Written instruction
Please collect every line in the records below that contains the string "white", matching case exactly.

**** Data provided ****

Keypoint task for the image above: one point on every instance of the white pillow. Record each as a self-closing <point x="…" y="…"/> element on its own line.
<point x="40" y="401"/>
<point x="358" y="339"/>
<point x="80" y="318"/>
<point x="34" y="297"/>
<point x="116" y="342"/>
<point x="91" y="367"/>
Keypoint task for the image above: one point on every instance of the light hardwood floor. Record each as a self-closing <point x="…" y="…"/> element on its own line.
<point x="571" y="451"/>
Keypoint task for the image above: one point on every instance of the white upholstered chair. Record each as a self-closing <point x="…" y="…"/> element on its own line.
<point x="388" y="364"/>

****
**** Data provided ****

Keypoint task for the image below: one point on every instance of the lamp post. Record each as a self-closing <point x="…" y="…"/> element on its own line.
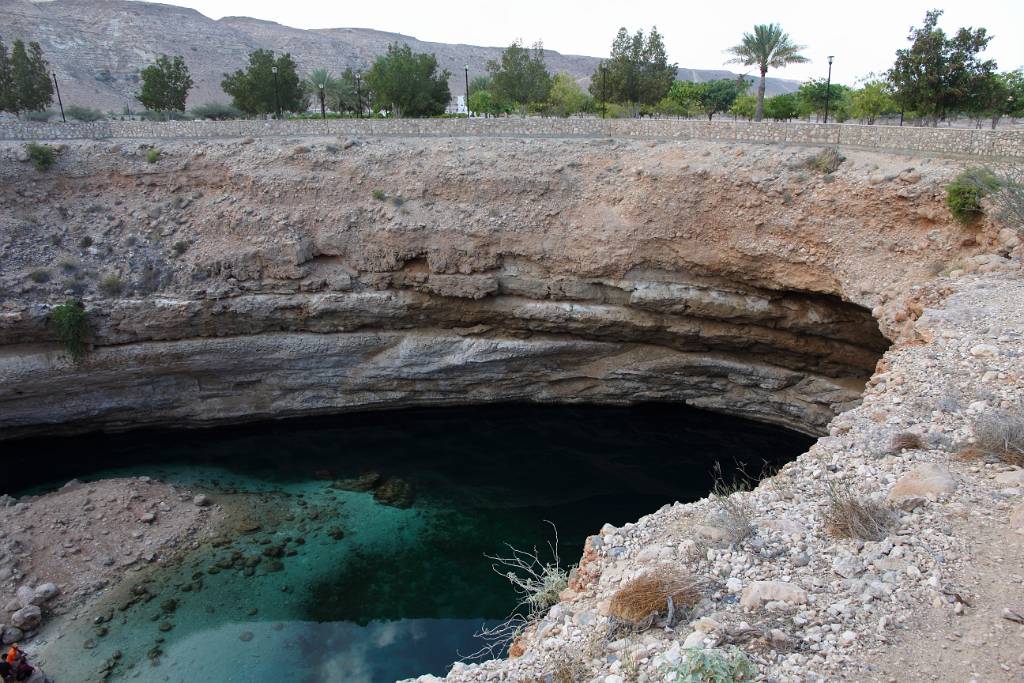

****

Task solution
Keypoint task for the image above: one point on every instance of the white pillow. Record each as a self-closing <point x="…" y="…"/> element on its own line.
Keypoint task for the image above: one point on every instance of the white upholstered chair. Record each as a self-closing <point x="…" y="…"/> element on its own line.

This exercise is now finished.